# EXERCISE OBJECTIVE:
Your task is to repeat the listing exactly.

# RECORDS FOR THIS EXERCISE:

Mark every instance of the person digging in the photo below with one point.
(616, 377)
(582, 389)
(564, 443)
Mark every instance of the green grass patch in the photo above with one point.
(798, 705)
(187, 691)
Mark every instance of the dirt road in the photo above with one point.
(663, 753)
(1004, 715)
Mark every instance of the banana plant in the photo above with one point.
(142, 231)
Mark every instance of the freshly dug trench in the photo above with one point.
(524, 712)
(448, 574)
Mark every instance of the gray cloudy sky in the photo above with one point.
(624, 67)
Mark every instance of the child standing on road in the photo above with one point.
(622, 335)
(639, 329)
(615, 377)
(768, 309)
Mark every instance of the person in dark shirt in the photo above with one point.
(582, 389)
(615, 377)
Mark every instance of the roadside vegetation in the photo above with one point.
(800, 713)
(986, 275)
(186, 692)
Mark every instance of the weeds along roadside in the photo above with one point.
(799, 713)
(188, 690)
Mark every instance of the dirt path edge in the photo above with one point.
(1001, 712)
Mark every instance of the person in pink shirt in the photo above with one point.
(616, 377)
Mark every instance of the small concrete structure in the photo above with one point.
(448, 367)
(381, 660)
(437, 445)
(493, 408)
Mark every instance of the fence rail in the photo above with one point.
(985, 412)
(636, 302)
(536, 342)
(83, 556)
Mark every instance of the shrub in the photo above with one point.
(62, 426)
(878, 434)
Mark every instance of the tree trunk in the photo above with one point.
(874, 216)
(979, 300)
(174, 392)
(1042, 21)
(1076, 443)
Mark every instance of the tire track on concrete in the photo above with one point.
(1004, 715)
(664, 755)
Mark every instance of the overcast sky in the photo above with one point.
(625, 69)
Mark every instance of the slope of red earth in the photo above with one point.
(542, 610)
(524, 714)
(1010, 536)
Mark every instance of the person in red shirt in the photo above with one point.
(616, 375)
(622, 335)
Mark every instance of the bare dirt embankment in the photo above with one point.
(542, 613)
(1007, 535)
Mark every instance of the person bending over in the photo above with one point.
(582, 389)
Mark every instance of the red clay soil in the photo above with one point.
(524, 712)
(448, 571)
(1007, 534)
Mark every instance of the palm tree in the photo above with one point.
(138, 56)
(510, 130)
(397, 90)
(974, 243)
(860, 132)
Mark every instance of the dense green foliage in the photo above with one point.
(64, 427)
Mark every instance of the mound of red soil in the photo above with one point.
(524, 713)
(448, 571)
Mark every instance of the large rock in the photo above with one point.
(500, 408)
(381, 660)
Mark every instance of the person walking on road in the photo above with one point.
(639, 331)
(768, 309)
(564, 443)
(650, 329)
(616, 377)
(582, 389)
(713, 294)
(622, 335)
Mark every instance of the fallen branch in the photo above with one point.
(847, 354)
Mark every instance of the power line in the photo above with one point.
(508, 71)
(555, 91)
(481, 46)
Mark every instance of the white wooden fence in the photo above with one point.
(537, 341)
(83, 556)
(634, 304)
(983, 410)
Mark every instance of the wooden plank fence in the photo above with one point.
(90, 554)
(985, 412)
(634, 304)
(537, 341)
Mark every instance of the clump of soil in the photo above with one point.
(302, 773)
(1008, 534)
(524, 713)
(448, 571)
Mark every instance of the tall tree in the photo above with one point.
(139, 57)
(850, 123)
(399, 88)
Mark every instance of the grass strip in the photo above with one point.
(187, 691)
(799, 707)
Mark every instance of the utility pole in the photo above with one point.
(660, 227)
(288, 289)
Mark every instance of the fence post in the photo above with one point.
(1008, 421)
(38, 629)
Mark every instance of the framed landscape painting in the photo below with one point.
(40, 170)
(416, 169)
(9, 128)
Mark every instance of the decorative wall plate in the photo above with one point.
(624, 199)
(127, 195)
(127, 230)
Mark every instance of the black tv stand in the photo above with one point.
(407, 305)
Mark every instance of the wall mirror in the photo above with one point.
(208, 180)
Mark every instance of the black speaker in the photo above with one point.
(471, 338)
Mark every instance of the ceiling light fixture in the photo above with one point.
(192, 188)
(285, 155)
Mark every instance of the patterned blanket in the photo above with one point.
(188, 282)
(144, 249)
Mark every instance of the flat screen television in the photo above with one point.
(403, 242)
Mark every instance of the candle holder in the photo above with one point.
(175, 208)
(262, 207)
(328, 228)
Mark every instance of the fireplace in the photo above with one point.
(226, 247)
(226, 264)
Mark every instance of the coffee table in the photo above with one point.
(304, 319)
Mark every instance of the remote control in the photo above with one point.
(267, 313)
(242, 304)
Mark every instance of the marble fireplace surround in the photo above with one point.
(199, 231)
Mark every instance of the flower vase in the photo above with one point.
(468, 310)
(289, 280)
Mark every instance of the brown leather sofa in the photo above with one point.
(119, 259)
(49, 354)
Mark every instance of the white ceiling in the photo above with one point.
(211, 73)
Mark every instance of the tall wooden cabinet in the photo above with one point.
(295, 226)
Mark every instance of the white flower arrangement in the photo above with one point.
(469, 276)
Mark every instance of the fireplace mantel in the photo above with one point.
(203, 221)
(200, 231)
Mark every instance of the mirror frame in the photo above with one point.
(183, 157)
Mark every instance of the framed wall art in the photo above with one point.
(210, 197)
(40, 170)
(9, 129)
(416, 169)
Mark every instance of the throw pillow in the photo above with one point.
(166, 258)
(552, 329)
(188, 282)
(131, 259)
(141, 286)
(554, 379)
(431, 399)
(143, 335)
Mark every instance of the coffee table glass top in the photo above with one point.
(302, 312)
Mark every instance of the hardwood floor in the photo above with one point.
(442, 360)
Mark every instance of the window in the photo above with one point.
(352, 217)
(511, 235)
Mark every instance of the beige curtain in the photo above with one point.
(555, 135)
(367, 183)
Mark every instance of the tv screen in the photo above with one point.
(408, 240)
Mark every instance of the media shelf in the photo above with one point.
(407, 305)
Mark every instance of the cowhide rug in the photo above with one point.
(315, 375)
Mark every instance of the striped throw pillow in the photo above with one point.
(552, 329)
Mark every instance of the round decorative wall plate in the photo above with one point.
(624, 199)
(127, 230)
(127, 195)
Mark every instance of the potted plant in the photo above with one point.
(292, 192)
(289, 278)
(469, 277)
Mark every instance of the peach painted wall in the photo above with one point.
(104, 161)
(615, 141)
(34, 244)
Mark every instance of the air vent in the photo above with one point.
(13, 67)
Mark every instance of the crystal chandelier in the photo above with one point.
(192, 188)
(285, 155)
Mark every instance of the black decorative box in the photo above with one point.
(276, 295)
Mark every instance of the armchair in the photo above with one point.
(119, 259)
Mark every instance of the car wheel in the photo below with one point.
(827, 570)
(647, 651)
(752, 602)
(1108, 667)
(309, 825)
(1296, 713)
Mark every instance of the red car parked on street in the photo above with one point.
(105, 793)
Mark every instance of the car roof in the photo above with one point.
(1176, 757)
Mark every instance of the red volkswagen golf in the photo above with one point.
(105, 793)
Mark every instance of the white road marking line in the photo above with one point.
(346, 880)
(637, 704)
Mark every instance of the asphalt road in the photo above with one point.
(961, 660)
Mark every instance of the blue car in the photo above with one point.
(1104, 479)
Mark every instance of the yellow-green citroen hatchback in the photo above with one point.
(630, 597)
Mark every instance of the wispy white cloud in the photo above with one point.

# TASK SOLUTION:
Mark every instance of the person digging in the photo below with one point.
(616, 377)
(582, 389)
(564, 443)
Mark every instance of the green grass patch in the photo above with one point.
(798, 705)
(187, 691)
Mark every instance of the dirt road in the photo above with one point.
(663, 753)
(1004, 715)
Mark every instance of the banana plant in the photo above with one point.
(142, 231)
Mark every instance of the freshly dug trench in the photo above with one point.
(524, 712)
(448, 574)
Mark every instance of the gray cloudy sky in the photo above with one point.
(624, 67)
Mark every instance of the child standing on road in the photo above with one point.
(622, 335)
(639, 329)
(615, 377)
(768, 309)
Mark every instance of the person in dark shirt in the photo above with one point.
(582, 389)
(615, 377)
Mark every instance of the roadside vegetation in the photo above with one point.
(800, 713)
(986, 275)
(186, 692)
Mark every instance of the weeds along roadside in the photo above with one point.
(799, 713)
(188, 690)
Mark every instance of the dirt path edge in the photo above with one point.
(1001, 712)
Mark every instance of the person in pink shirt in the photo above with one point.
(616, 377)
Mark every instance of the small concrete structure in the photo above with one point.
(448, 367)
(381, 660)
(437, 445)
(493, 408)
Mark every instance of the fence rail in the photo above with one point.
(985, 412)
(636, 302)
(536, 342)
(83, 556)
Mark every instance of the shrub in the photo above with one point.
(62, 426)
(878, 434)
Mark every instance of the tree trunk in the photo above with one point.
(874, 216)
(979, 300)
(174, 392)
(1042, 21)
(1076, 443)
Mark every instance of the tire track on concrete in the photo above with one point.
(1004, 715)
(664, 755)
Mark every instance of the overcast sky in the photo above with one point.
(625, 69)
Mark every instance of the slope of red earth in the photo above with one point.
(542, 610)
(524, 714)
(1010, 536)
Mark every instance of the person in red shirt in the photo above with one point.
(616, 375)
(622, 335)
Mark every instance of the bare dirt embankment in the photo above with one point.
(542, 613)
(1007, 535)
Mark every instance of the person bending over in the photo above with one point.
(582, 389)
Mark every instance of the red clay soil in the photo above with one point.
(524, 712)
(448, 571)
(1007, 534)
Mark every instance of the palm tree in the photo above with one point.
(138, 56)
(510, 130)
(397, 90)
(974, 243)
(860, 132)
Mark every instance of the dense green foliage in the photo above with one point.
(64, 427)
Mark every instance of the mound of red soil in the photo above with one point.
(524, 713)
(448, 571)
Mark every instance of the large rock in the photo above with one point.
(500, 408)
(381, 660)
Mark every instance of the person walking on road in the photo above with one point.
(639, 331)
(768, 309)
(564, 443)
(650, 329)
(616, 377)
(582, 389)
(713, 294)
(622, 335)
Mark every instance of the fallen branch in the photo above with one point.
(847, 354)
Mark every instance of the power line in the photo above with one point.
(508, 71)
(555, 91)
(481, 46)
Mark every instance of the white wooden fence in the photo above with one point.
(537, 341)
(83, 556)
(634, 304)
(983, 410)
Mark every instance of the wooden plank fence in the photo above with one point.
(90, 554)
(985, 412)
(634, 304)
(537, 341)
Mark every instance of the clump of soil in the photo above with one point.
(302, 773)
(1008, 534)
(524, 713)
(448, 571)
Mark every instance of the tall tree in the photo above with one point.
(139, 57)
(850, 123)
(399, 88)
Mark every instance of the grass strip in the photo above with one point.
(187, 691)
(799, 707)
Mark every instance of the utility pole in the photo above with one point.
(660, 227)
(288, 289)
Mark every instance of the fence post in the photo above with one point.
(1008, 421)
(38, 629)
Mark every instance of the framed landscape painting in the photo below with one point.
(40, 170)
(416, 169)
(9, 128)
Mark every instance of the decorative wall plate in the photo above with one point.
(624, 199)
(127, 195)
(127, 230)
Mark every instance of the black tv stand in the photo above with one point.
(407, 305)
Mark every instance of the wall mirror in the photo above with one point.
(208, 180)
Mark every instance of the black speaker in the photo above with one point.
(471, 338)
Mark every instance of the ceiling light fixture in the photo above with one point.
(192, 188)
(285, 155)
Mark every instance of the patterned blanket in the photo above with one point.
(188, 282)
(144, 249)
Mark every instance of the flat screen television in the photo above with one point.
(403, 242)
Mark every instance of the candle holder in the photo above with one point.
(175, 208)
(262, 207)
(328, 228)
Mark every instance of the fireplace in the photo above with one point.
(226, 247)
(226, 264)
Mark every instance of the coffee table in the photo above with one point.
(304, 319)
Mark every instance of the remote control in the photo above with one point.
(267, 313)
(242, 304)
Mark every instance of the marble fireplace surround in the photo above with one point.
(199, 231)
Mark every instance of the flower vase in the photo above with one point.
(468, 310)
(289, 280)
Mark every instance of the brown leather sofa in the photo above with one point.
(119, 259)
(49, 354)
Mark every instance of the white ceiling in the photo above with one point.
(211, 73)
Mark every instance of the tall wooden cabinet in the photo above with one point.
(295, 226)
Mark every instance of the white flower arrangement in the photo above with one point.
(469, 276)
Mark every instance of the fireplace mantel in the photo above with one point.
(203, 221)
(200, 231)
Mark every instance of the mirror frame in the photo above with one point.
(183, 157)
Mark every instance of the framed wall art in the photo above with one point.
(210, 197)
(40, 170)
(9, 129)
(416, 169)
Mark every instance of the throw pillow in the photo above with one point.
(166, 258)
(552, 329)
(188, 282)
(131, 259)
(141, 286)
(554, 379)
(431, 399)
(143, 335)
Mark every instance of the coffee table glass top in the photo above with one point.
(302, 312)
Mark every instance of the hardwood floor in the photo above with one point.
(442, 360)
Mark every instance of the window in the photo above with one point.
(352, 217)
(511, 235)
Mark every instance of the beige curtain in the photo above with one point.
(555, 135)
(367, 183)
Mark every instance of the tv screen in the photo above with one point.
(408, 240)
Mark every instance of the media shelf in the photo above with one point.
(407, 305)
Mark every instance of the cowhide rug in the photo above with one point.
(315, 375)
Mark every instance of the striped throw pillow in the photo above with one point.
(552, 329)
Mark every instance of the round decorative wall plate in the photo above with one point.
(624, 199)
(127, 230)
(127, 195)
Mark every instance of the potted plant in the photo above with one point.
(292, 192)
(289, 278)
(469, 277)
Mark every instance of the peach painted wall in the photo above with one point.
(104, 161)
(615, 141)
(34, 244)
Mark every instance of the air vent in the photo above with one point.
(13, 67)
Mark every instance of the crystal chandelier in the photo above with one point.
(192, 188)
(285, 155)
Mark every instance of the black decorative box in the photo above with one point.
(276, 295)
Mark every instance of the armchair in the photo above with one point.
(119, 259)
Mark every instance of the car wheel in the photo below with one point.
(827, 570)
(647, 651)
(752, 602)
(1108, 667)
(309, 825)
(1296, 713)
Mark every instance of the red car parked on street in the photo above with one point.
(105, 793)
Mark every instance of the car roof in the photo above with one point.
(1176, 757)
Mark every instance of the red volkswagen golf in the photo above with one point.
(105, 793)
Mark every instance of the white road marking line in the photo above with one point.
(346, 880)
(637, 704)
Mark every instance of the asphalt road in the photo above with one point.
(961, 660)
Mark every instance of the blue car in the photo above with one point.
(1104, 479)
Mark every instance of the yellow-green citroen hatchback in the photo above with one point.
(630, 597)
Mark every instance of the wispy white cloud in the photo above with one point.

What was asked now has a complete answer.